— WORK INSTRUCTIONS —
Can you output the lines below as a numbered list, skipping any blank ones?

Saved records:
....

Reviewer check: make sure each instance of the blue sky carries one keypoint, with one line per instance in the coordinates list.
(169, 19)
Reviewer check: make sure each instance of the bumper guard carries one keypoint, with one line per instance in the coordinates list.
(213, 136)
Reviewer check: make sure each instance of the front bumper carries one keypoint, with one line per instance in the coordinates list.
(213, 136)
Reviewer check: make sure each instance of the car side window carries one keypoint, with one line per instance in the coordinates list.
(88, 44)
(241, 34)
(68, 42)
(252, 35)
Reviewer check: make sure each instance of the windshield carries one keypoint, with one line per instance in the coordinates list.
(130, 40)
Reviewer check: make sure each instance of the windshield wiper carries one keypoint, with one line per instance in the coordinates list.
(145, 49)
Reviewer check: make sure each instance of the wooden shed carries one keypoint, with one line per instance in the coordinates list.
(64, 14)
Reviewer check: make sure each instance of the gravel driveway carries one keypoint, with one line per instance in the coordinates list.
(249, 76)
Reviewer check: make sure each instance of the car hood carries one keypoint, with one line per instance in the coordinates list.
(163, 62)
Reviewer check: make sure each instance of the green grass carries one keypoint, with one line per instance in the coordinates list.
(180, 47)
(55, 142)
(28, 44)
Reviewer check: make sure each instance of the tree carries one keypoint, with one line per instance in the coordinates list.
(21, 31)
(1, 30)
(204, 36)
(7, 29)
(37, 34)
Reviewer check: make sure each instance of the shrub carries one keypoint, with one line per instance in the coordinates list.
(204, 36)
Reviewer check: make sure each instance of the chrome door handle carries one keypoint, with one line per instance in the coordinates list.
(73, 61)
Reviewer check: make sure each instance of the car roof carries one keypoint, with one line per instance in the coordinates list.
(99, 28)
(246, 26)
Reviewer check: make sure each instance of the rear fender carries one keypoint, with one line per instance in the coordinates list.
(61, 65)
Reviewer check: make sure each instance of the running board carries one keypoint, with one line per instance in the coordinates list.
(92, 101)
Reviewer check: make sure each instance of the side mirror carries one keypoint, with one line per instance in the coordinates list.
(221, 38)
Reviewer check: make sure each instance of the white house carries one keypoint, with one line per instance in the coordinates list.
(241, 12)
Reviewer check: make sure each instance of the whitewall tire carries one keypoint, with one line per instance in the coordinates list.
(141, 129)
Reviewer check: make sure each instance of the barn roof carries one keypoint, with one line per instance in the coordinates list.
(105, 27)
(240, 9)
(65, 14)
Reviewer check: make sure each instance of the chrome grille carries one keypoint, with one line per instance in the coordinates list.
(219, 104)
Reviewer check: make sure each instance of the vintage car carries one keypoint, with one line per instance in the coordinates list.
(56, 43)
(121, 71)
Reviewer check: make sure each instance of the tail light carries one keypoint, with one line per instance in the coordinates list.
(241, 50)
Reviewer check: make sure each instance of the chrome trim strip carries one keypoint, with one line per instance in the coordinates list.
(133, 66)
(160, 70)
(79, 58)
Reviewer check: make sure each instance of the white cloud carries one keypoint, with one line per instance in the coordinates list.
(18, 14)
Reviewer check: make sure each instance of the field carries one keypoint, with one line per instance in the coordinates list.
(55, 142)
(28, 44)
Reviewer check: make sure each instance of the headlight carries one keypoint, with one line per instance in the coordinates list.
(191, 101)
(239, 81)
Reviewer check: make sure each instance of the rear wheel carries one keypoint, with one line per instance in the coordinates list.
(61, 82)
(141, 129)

....

— TASK RESULT —
1. Reviewer check: make sure each instance of the blue sky carries one keypoint, with one line per instance in the coordinates list.
2. (169, 19)
3. Reviewer check: make sure each instance of the bumper guard carries one keypoint, with one line per instance in the coordinates list.
4. (213, 136)
5. Reviewer check: make sure each instance of the front bumper carries one keypoint, with one line per instance in the coordinates list.
6. (213, 136)
7. Reviewer check: make sure each instance of the car side window carries one keypoint, with one line per instance in the coordinates list.
8. (88, 44)
9. (241, 34)
10. (68, 42)
11. (252, 35)
12. Reviewer check: make sure each instance of the windshield carries one keypoint, with one line per instance in the coordinates list.
13. (130, 40)
14. Reviewer check: make sure each instance of the windshield wiper carries one keypoint, with one line per instance in the coordinates list.
15. (145, 49)
16. Reviewer check: make sure each instance of the wooden shed carries one keypoint, with one line per instance in the coordinates list.
17. (64, 14)
18. Reviewer check: make sure each instance of the gravel driveway carries one keypoint, with one line per instance in the coordinates list.
19. (249, 76)
20. Reviewer check: make sure each instance of the car hood carries one keypoint, with one line per instance in the coordinates list.
21. (163, 62)
22. Reviewer check: make sure each instance of the green grass carries one keypoint, with one line per instance in the coordinates list.
23. (180, 47)
24. (55, 142)
25. (28, 44)
26. Reviewer check: make sure each instance of the tree carries one keypoint, with one line per instance in the coordinates list.
27. (21, 31)
28. (1, 30)
29. (204, 36)
30. (7, 29)
31. (37, 34)
32. Reviewer check: make sure each instance of the shrub carries one keypoint, with one line per instance in the coordinates list.
33. (204, 36)
34. Reviewer check: make sure each instance of the chrome door handle carries one keypoint, with one line per instance in the coordinates list.
35. (73, 61)
36. Reviewer check: make sure each instance of the car roof carries one keypoint, with one line per instance in the coordinates list.
37. (99, 28)
38. (246, 26)
39. Reviewer check: make sure each instance of the rear fender carries one keypoint, with one line per instance in the coordinates list.
40. (61, 65)
41. Reviewer check: make sure each instance of the running board carries one keypoint, with one line per instance in the coordinates list.
42. (92, 101)
43. Reviewer check: make sure each instance of the side mirror carries one keypoint, with one line per instance in the coordinates list.
44. (221, 38)
45. Reviewer check: make sure each instance of the white house carries one keypoint, with one line per instance in the coordinates list.
46. (241, 12)
47. Reviewer check: make sure each instance of the whitewall tire carries one keypoint, with one line per instance in the coordinates list.
48. (141, 129)
49. Reviewer check: make sure each instance of the barn roof carries one keypoint, with one line per instance in the coordinates list.
50. (105, 27)
51. (240, 9)
52. (65, 14)
53. Reviewer check: make sure each instance of the chrome grille carries one keypoint, with one line per instance in the coordinates list.
54. (219, 104)
55. Reviewer check: make sure each instance of the vintage car carries one keypoint, with one line per instance in the coordinates list.
56. (56, 43)
57. (121, 71)
58. Reviewer check: make sure each instance of the tail light carries one keypoint, with one line per instance in the coordinates list.
59. (241, 50)
60. Reviewer check: make sure each instance of the chrome trim strip carries one keypoint, with one line per instance in the coordinates list.
61. (133, 66)
62. (160, 70)
63. (79, 58)
64. Reviewer check: make sure each instance of the white cloud carries one keypoint, with one line per instance in the coordinates list.
65. (18, 14)
66. Reviewer check: make sure each instance of the field carries one keypoint, with one line per instance in the coordinates list.
67. (55, 142)
68. (28, 44)
69. Reviewer check: make sure each instance of the headlight carries one keypoint, with one line per instance in the coordinates list.
70. (191, 101)
71. (239, 81)
72. Reviewer check: make sure each instance of the rear wheel carries one keypoint, with one line per instance in the coordinates list.
73. (61, 82)
74. (141, 129)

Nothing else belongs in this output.